(Task instructions) Give again every line from the one with "FIND: crane boom" through the last line of the data, exactly, and leave out the lines before it.

(Records provided)
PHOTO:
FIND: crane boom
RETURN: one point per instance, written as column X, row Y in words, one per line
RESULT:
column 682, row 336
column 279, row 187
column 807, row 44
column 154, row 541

(Result of this task)
FIND: crane boom
RETURN: one point per instance, written as column X, row Y in words, one per line
RESULT:
column 682, row 336
column 279, row 187
column 807, row 44
column 154, row 541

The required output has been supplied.